• [Instruction 1]: Return the passage of the interview transcript below from "Sramana Mitra: OK, so" up to and including "model, and so on.", copied word for word.

• [Text segment]:
-- -- --

Sramana Mitra: Right, you’ll learn as you go along. But there will be these three buckets, I think, even when you are a $100M or a $1B company. This is going to be the structure of your company. So the question then is, what is the distribution?
If you look at the revenue, what percentage of it is in the IP bucket? What percentage of it is in the white glove services bucket? What percentage of the revenue is in the setup fee or the consulting setup fee?
Feroze Mohammed: Today, it is about 75%, 15%, and 10%.
Sramana Mitra: Is 75% IP and 15% white glove services?
Feroze Mohammed: 75% is the initial setup fee. About 15% is the MRR for the IP. 10% percent is the white glove services. Again, when I say white glove services, these are not traditional linear services. These are services that are multiplexed across all the many installations that we’ve got. So, it’s 75%, 15%, and 10% at any point of time for a given client. But what you would also need to understand is that this 15% and 10% get compounded over a period of time.
Sramana Mitra: Of course.
Feroze Mohammed: If you were to look at the revenue spread five years down the line, we would probably have reached a revenue spread where these two lines will probably be more than 50% of our revenue. So, per deal, it is structured like 75, 15, and 10. But as we deploy more and more solutions, I think these two components would eventually reach up to more than 50% of the overall revenue.
Sramana Mitra: OK, so ultimately you’re trying to get to more of a SaaS kind of repeatability and predictability in your revenues.
Feroze Mohammed: There is a non-linearity and predictability in the revenue that we would seek. I would say this is different from SaaS in the sense that a lot of this continues to evolve, right? In SaaS, it’s a one-time point solution that you sell. Whereas here, we build a model, then we build an adjacent model, then another model, and so on.
Sramana Mitra: That’s true about SaaS as well. You sell different modules into the same customer base. I don’t think that’s necessarily different. What is different is the white glove services portion is changing as new things happen, new use cases come about, and so forth.
So, I guess my next question on that white glove services piece is, what is the scope for automation and margin extraction in that white glove services portion?

-- -- --

• [Instruction 2]: List every line of the listing that contains the string "clicks". Case counts.

• [Data under study]:
-- -- --

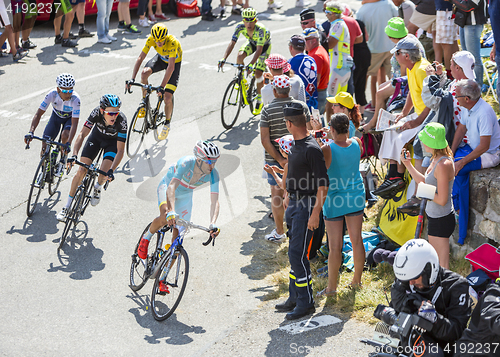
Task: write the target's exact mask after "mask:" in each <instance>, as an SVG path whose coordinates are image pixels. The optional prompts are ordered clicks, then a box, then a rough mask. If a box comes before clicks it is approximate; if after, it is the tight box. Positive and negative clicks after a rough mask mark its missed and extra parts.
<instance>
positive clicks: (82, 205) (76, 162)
mask: <svg viewBox="0 0 500 357" xmlns="http://www.w3.org/2000/svg"><path fill="white" fill-rule="evenodd" d="M101 154H102V150H101V151H100V153H99V155H98V157H97V160H96V161H95V163H92V164H90V165H87V164H85V163H83V162H81V161H78V160H76V159H68V162H74V163H75V164H77V165H80V166H82V167H84V168H86V169H87V174H86V175H85V177H84V178H83V180H82V182H81V183H80V185H79V186H78V188H77V189H76V193H75V197H74V198H73V201H72V202H71V206H70V208H69V210H68V213H67V215H66V221H65V222H64V230H63V234H62V236H61V241H60V242H59V246H58V248H57V249H58V250H59V249H61V248H62V247H63V246H64V242H65V241H66V237H67V236H68V233H69V231H70V229H71V227H72V226H73V227H76V225H77V224H78V222H79V221H80V217H81V216H83V214H84V213H85V210H86V209H87V206H88V205H89V203H90V199H91V198H92V190H93V189H94V183H95V180H96V178H97V176H99V174H102V175H107V172H104V171H102V170H99V165H98V164H97V162H98V161H99V159H100V157H101ZM69 171H70V170H68V174H69ZM108 184H109V181H106V183H105V184H104V190H106V189H107V188H108Z"/></svg>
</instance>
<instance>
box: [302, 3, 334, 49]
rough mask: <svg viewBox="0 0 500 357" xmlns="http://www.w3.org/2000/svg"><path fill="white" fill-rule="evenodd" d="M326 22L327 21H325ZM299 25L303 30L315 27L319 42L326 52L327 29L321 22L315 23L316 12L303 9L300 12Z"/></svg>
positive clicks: (328, 48) (307, 9) (326, 41)
mask: <svg viewBox="0 0 500 357" xmlns="http://www.w3.org/2000/svg"><path fill="white" fill-rule="evenodd" d="M327 23H328V22H327ZM300 26H302V30H303V31H304V32H305V30H306V29H309V28H315V29H316V30H318V33H319V36H320V37H319V42H320V44H321V46H323V48H324V49H325V51H326V52H327V53H328V49H329V48H328V31H326V30H325V29H324V28H323V26H322V25H321V24H317V23H316V14H315V12H314V9H304V10H302V11H301V12H300Z"/></svg>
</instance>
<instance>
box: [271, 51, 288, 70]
mask: <svg viewBox="0 0 500 357" xmlns="http://www.w3.org/2000/svg"><path fill="white" fill-rule="evenodd" d="M265 62H266V65H267V66H268V67H269V68H272V69H281V68H282V69H283V72H284V73H286V72H288V71H289V70H290V68H291V65H290V63H288V61H287V60H286V58H285V57H284V56H282V55H280V54H278V53H272V54H270V55H269V57H268V58H267V59H266V60H265Z"/></svg>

-- -- --

• [Your solution 1]:
Sramana Mitra: OK, so ultimately you’re trying to get to more of a SaaS kind of repeatability and predictability in your revenues.
Feroze Mohammed: There is a non-linearity and predictability in the revenue that we would seek. I would say this is different from SaaS in the sense that a lot of this continues to evolve, right? In SaaS, it’s a one-time point solution that you sell. Whereas here, we build a model, then we build an adjacent model, then another model, and so on.

• [Your solution 2]:
Task: write the target's exact mask after "mask:" in each <instance>, as an SVG path whose coordinates are image pixels. The optional prompts are ordered clicks, then a box, then a rough mask. If a box comes before clicks it is approximate; if after, it is the tight box. Positive and negative clicks after a rough mask mark its missed and extra parts.
positive clicks: (82, 205) (76, 162)
positive clicks: (328, 48) (307, 9) (326, 41)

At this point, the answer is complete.